• Goal of the exercise: Rewrite the records below, swapping each "Found at" for "Located at" and leaving everything else untouched.

• Recorded information:
>> start
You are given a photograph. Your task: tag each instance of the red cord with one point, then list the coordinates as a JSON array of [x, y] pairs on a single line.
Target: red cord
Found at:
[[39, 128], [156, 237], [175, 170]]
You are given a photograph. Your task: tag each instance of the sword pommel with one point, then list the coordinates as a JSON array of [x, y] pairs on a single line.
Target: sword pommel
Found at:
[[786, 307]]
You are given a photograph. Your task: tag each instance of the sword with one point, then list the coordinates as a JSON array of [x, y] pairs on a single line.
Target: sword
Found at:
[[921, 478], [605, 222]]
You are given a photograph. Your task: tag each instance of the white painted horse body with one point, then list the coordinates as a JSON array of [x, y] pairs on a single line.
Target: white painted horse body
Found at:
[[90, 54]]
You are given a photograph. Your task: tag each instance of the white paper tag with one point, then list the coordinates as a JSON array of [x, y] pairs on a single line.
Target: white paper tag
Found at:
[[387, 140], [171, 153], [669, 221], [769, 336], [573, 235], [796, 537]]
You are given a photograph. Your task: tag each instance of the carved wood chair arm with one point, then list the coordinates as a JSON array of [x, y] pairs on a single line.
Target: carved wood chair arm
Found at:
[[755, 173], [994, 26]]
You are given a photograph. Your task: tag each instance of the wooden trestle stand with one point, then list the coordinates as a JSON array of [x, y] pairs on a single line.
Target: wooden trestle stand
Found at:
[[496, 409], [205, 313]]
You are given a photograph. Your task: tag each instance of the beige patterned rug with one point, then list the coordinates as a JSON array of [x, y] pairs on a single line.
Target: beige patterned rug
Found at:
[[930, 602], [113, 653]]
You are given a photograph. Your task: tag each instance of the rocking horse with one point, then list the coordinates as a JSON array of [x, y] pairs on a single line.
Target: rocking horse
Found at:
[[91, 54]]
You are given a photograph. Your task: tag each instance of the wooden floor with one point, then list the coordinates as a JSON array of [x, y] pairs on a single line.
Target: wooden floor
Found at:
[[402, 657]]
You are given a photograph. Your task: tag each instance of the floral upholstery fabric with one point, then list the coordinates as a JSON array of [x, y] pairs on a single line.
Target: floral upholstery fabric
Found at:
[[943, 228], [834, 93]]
>> end
• Reply:
You are given a photograph. Your task: tag each instance of the red cord with one point, then list the coordinates as a JSON array of [x, y] pairs on a single line.
Target: red cord
Located at:
[[39, 128], [156, 237], [175, 170]]
You are given a photograph. Your task: tag each instance of the sword pommel with one point, then list the coordinates as a JSON array of [x, y] pairs on a single line.
Target: sword pommel
Located at:
[[786, 307]]
You are given a photograph. Your task: tag each instance of the sword with one point, then list the coordinates as a JSON array of [x, y] pairs on a single line.
Target: sword
Located at:
[[921, 478], [605, 222]]
You are given a photograph. Your task: tag each instance of the white painted horse body with one point, then list the coordinates as a JSON array of [x, y] pairs on a single line.
Target: white painted horse body
Located at:
[[90, 54]]
You are given a photograph. Your task: tag each instance of the white paper tag with one point, then list the coordinates as a JSON array of [x, y] pairs on a single line.
Target: white paper tag
Located at:
[[387, 140], [171, 153], [669, 221], [769, 336], [573, 235], [796, 537]]
You are given a photograph. Your task: tag each instance of the carved wood chair arm with one point, then list the coordinates as a JSON array of [x, y] pairs on a single line.
Target: carved wood chair arm
Located at:
[[755, 173], [994, 26]]
You are given a photograph. Your task: tag each instance of the wooden trestle stand with one point, then list the coordinates as a JSON array of [x, y] pairs on a single line.
Target: wooden trestle stand
Located at:
[[496, 409], [205, 313]]
You are given a photograph. Your task: tag each instance of the beige patterned rug with one point, then list the coordinates as a JSON array of [x, y] pairs on a single line.
Target: beige patterned rug
Located at:
[[930, 602], [113, 653]]
You are given a photograph. Your task: tag each instance of the rocking horse with one point, then list the coordinates as a JSON array of [x, y] pairs on a single line.
Target: rocking horse
Located at:
[[91, 54]]
You are given a photograph. Your task: tag each instance of the wooden floor with one point, then list the coordinates as a JSON array of [x, y] pairs on a single line.
Target: wooden floor
Located at:
[[402, 657]]
You are given a photograph. Your task: tag each instance of the floral upholstery fabric with one point, then list the coordinates as a JSON array of [x, y] pairs on a single line.
Target: floral upholstery fabric
Located at:
[[943, 228], [834, 93]]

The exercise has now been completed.